STATED TASK: Change every "Reviewer note" in the records below to "Checker note", and give the records again with nothing else altered.

GIVEN DATA:
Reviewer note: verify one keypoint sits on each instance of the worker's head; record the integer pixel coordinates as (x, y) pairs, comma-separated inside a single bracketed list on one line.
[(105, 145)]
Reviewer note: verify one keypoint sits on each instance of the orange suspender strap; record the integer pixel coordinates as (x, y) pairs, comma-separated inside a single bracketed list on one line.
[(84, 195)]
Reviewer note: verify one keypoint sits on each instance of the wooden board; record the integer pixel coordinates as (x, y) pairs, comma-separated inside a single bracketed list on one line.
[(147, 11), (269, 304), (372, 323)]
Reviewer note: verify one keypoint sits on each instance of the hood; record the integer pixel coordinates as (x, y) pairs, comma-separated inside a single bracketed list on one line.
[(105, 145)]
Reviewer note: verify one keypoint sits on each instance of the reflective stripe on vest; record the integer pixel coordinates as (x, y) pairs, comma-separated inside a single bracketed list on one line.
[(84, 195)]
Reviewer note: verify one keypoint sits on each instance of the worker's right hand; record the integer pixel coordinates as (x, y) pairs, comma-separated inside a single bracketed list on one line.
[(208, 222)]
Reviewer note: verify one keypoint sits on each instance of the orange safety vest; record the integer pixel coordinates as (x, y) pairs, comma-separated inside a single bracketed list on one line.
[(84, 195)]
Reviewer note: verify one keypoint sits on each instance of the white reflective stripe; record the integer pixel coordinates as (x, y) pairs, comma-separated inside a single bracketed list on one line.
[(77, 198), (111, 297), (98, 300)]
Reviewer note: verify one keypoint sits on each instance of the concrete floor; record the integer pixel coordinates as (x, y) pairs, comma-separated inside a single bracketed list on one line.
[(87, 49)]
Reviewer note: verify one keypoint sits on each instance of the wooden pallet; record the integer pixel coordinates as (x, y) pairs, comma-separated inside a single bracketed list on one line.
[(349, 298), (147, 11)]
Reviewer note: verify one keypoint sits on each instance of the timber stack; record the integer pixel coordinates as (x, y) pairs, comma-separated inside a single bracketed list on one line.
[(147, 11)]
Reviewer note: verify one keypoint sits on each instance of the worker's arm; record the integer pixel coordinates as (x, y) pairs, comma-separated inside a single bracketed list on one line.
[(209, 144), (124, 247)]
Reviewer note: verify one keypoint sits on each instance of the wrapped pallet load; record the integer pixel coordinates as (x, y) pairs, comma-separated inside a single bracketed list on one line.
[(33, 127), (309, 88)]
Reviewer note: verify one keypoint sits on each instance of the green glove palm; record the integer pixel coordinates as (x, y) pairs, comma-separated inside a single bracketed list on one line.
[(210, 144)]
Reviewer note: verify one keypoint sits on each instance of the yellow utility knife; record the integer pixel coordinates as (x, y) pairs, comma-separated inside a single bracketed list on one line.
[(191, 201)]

RESULT BELOW:
Checker note: verify one keypoint sits on each instance of the worker's head; record the integer pixel coordinates as (x, y) pairs, comma-separated inside a single bracketed list on one line.
[(105, 145)]
Checker note: verify one keypoint sits on each instance of the orange suspender strap; record the integer pixel coordinates as (x, y) pairs, comma-separated inside a single bracketed list on one line.
[(84, 195)]
Checker note: verify one keypoint sits on each instance of the wooden board; record the integer pixel coordinates as (x, y) pairs, comma-separated inside a single bracketed list on one line.
[(147, 11), (269, 304), (372, 323)]
Checker note: verify one keypoint sits on each instance of the hood; record the integer pixel coordinates as (x, y) pairs, comma-separated inside a single bracketed list on one line.
[(105, 145)]
Checker note: verify one keypoint sits on each instance of the reflective stripe on vest; record the integer pixel coordinates as (x, y) pairs, comma-separated inside a single bracketed list on one line.
[(84, 195)]
Checker note: verify one keypoint sits on each instance of the worker's right hand; record the integer pixel coordinates as (x, y) pairs, comma-separated inside a single bracketed list on one line.
[(208, 222)]
Checker note: verify one keypoint sits on each instance of the orange safety vest; record the integer pixel coordinates as (x, y) pairs, comma-separated inside a single bracketed list on one line.
[(84, 195)]
Checker note: verify one keypoint sits on each instance of the white reflective stripe; record the integer pixel coordinates as (x, y) pairs, comma-separated inside a single bracketed list on one line.
[(77, 198), (111, 297), (98, 300)]
Checker note: verify one keypoint sits on each instance of the concrete floor; record the integer pixel coordinates as (x, y) pairs, comma-separated inside a single bracketed list on one line.
[(87, 49)]
Checker note: verify one keypoint sits on each instance of the wooden pallet; record the integer pixel coordinates as (x, y) pairs, comma-separated inside a single bracketed list on one line.
[(349, 298), (147, 11)]
Checker note: verify one keypoint sits on each instance of the timber stack; record the integer pixel coordinates as (x, y) pairs, comma-separated inside a single bracketed list on one line.
[(147, 11)]
Checker note: verify one keypoint sits on each instance of the worker's arm; record the integer pixel coordinates as (x, y) pairs, comma-separated inside a single bracketed list on one line.
[(209, 144), (124, 247)]
Checker note: verify one keypoint sits on each instance of the wrapped pallet load; record the integer pixel coordinates as (x, y) pairs, comma-separated inside a single bracketed list on one line.
[(33, 127), (309, 88)]
Checker note: verify one keypoint sits on each instance of the green glove palm; record the integer pixel coordinates as (x, y) pairs, comma-separated inside a single bracketed list on one line.
[(210, 144)]
Checker note: verify one keypoint sits on each instance of the yellow utility knife; record the integer pixel coordinates as (x, y) pairs, comma-separated inside a single bracketed list on one line.
[(191, 201)]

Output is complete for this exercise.